> **Excerpted passage**
If you are a high school student keeping up your grades and keeping busy with some activities you enjoy, while also spending time with family and friends, congratulate yourself! You are obviously managing your time well as you work towards your goals.
Having said that, many students decide they want to do more. Specifically, they hope to differentiate themselves on their college applications with an outstanding extracurricular resume.
It’s a problem, however, when students think this translates to taking pricey service trips abroad; or starting a club for the primary purpose of claiming the title “founder”; or gaining membership in multiple organizations without really doing anything.
To develop a resume that will truly stand out, one that deeply showcases your interests, highlights your leadership skills, and underscores your values and character, consider other ways to upgrade your involvement.
First, What Not To Do
It is meaningless to randomly join groups or undertake projects that do not underpin or intersect with the things that are important to you. Be thoughtful and selective about how you spend your time; a school counselor, mentor or other advisor can give you some feedback for your ideas if you’re unsure about where to start.
Also, don’t wait until the end of junior year to decide you need to do something… (Anything… and quickly!) There is nothing wrong, of course, with trying something new senior year; but an activity that represents a natural progression of your interests — rather than a resume line you’d like to fill — will authenticate your interest and involvement.
Being authentic — being true to who you are at your core — and perceptive about what motivates you, is key. Choose activities that help you grow (at your own pace). You’ll know you are on the right track when you feel challenged, but not overwhelmed; energized, but not depleted, by your choices. Here are some ideas to help you elevate your extracurricular activities:
- Promote a passion
Maya’s favorite pastime was knitting. She learned it from her grandmother, who enjoyed it as a relaxing social activity. Knitting also provided an outlet for Maya’s creativity and developed her problem-solving skills. After her grandmother passed, Maya decided to organize a group at a nearby senior center, exchanging tips with other knitting enthusiasts and inspiring novice knitters to learn more.
- Explore a career interest
Job internships for high school students are limited and competitive. You’ll need to start early and do some research to land one. But remember, there are other ways to learn more about your fields of interest. Some ideas include job shadowing, summer programs, personal research, a community college class, or a MOOC (Massive Open Online Course).
- Create your own opportunity
If what you want doesn’t exist, create it! Here is one example: Jen wanted a temporary means of earning money to pay for a summer engineering program, but babysitting and tutoring weren’t adding much to her savings. She used her mechanical inclinations to her advantage by buying old bikes, cleaning and repairing them, then reselling them for a nice profit. She paid for her summer program and learned some basic lessons of entrepreneurship, too.
- Step outside your comfort zone
When Devin resolved to create his own opportunity to explore his career interest in teaching, it made sense to combine it with his love of dance — he’d been dancing competitively for years. With the support of his dance studio, Devin initiated a year-round weekly dance class for students with special needs. He was a little nervous at first because he did not know what to expect — and he was in charge! But he took a risk, reached out to an underserved population, and in the end, reinforced his faith in both his desire and his abilities to instruct and connect with others.

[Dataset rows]
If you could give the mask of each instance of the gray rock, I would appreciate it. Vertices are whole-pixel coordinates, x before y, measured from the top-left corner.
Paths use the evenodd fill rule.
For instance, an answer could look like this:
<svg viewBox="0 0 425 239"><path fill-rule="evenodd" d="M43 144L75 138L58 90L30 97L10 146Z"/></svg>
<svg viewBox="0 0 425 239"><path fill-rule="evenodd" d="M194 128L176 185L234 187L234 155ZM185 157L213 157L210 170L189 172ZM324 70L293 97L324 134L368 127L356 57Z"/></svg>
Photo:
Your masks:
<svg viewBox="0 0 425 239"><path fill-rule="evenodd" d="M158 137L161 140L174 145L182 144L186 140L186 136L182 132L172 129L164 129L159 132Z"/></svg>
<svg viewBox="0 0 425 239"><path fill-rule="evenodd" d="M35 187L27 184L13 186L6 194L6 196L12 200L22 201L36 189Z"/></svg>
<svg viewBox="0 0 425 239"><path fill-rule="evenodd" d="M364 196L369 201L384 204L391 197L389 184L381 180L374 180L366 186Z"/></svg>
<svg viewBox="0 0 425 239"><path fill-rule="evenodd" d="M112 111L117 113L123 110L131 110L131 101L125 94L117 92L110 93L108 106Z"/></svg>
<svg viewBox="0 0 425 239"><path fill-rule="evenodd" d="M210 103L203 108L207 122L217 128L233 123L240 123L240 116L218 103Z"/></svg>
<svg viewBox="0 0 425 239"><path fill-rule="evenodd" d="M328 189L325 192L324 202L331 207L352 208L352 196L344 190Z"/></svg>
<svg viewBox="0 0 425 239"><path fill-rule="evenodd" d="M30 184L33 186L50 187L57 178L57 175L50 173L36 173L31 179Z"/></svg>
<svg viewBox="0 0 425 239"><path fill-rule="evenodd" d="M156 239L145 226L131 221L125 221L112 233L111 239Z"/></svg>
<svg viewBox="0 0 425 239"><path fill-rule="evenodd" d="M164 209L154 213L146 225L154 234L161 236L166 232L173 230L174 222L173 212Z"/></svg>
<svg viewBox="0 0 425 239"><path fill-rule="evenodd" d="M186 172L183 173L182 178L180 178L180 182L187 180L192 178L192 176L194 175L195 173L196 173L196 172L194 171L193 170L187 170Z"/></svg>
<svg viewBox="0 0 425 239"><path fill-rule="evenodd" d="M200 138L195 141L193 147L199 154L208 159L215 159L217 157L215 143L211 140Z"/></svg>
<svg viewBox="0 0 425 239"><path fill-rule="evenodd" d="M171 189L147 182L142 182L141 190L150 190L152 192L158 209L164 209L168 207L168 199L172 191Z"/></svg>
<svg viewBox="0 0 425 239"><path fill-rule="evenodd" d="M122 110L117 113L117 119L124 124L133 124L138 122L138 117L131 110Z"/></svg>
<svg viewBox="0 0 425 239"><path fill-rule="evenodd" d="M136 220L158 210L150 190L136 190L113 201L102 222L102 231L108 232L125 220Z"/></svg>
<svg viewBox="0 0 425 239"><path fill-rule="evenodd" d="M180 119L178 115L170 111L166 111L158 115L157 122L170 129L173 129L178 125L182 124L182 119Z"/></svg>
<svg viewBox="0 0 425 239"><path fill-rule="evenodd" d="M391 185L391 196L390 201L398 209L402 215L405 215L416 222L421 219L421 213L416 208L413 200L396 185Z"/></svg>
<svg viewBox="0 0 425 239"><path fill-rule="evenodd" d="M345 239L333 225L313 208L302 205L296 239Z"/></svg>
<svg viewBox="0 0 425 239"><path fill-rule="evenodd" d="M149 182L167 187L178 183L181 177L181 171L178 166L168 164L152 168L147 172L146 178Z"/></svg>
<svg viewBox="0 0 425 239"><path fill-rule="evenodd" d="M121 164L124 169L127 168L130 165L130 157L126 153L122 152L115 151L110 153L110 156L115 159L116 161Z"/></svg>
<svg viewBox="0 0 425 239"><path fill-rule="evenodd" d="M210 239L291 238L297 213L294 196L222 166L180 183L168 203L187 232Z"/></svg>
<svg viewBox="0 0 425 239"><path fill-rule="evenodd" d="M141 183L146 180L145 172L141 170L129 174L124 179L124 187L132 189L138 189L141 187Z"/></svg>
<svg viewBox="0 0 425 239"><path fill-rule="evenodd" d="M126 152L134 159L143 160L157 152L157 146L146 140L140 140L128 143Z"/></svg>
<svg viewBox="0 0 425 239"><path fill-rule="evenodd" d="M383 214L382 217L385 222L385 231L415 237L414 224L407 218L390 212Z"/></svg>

> **List of tasks**
A – List every heading in the article on extracurricular activities that introduces an idea for elevating them.
B – Pick up the article on extracurricular activities from the point where it stops and continue it.

> **Task answers**
A –
- Promote a passion
- Explore a career interest
- Create your own opportunity
- Step outside your comfort zone

B –
- Solve your problem
Do you shake your head on a regular basis wondering why something is the way it is, and how you’d like to make it better? If you want to improve something, start where you are. Whether your inner engineer cringes at the poor design of the school cafeteria’s lunch line or your heart for social justice longs to inspire a local service group, step up to see the difference you can make in your own world.
- Commit to your community
Even as a sixth grader Ray could not get enough of math. After competing in middle school math competitions, he realized he would have loved that same opportunity years earlier. He began a math club at his old elementary school, starting with games, adding tutoring the next year, and organizing district competitions the next.
- Learn logistics
Ray’s math club required preplanning to lay the groundwork. He needed to secure permission from the school principal, enlist the aid of a club advisor, arrange for classroom space, get help with publicity, and set up a system to communicate with parents. As he gained further insight into the tasks required behind the scenes, he also gained self-confidence in his abilities to execute his expanding plans.
- Demonstrate dependability
Part of developing maturity and cultivating success is following through. This means that if you commit to a part-time job or volunteer position every Saturday morning, you arrive every Saturday — in the morning. This is not to say you won’t ever have a scheduling conflict or fall ill, but if you find yourself regularly making excuses to cancel, rethink your choice of activity.
- Leave a legacy
Let’s return to Ray – although it was difficult for him to think about leaving his math club, he wanted to make certain it would endure. During senior year he trained two of his former students (who were now high school freshmen) to co-lead the group once he left for college; they will do the same when they are seniors. Ray’s longer view of this activity further conveyed his commitment to improving his community.
- Uplift others
Some students demonstrate high achievement and involvement in athletics or academics or performing arts, for example. But if everything you do seems to focus entirely on yourself, try to incorporate some of the suggestions above to find activities that will also uplift others.
You may or may not find a new passion in service; but at the very least, you’ll have a better appreciation for your own advantages. And without a doubt, colleges will be noting what you’ve contributed to the greater good, as opposed to just yourself, when they envision what you might contribute to their campus.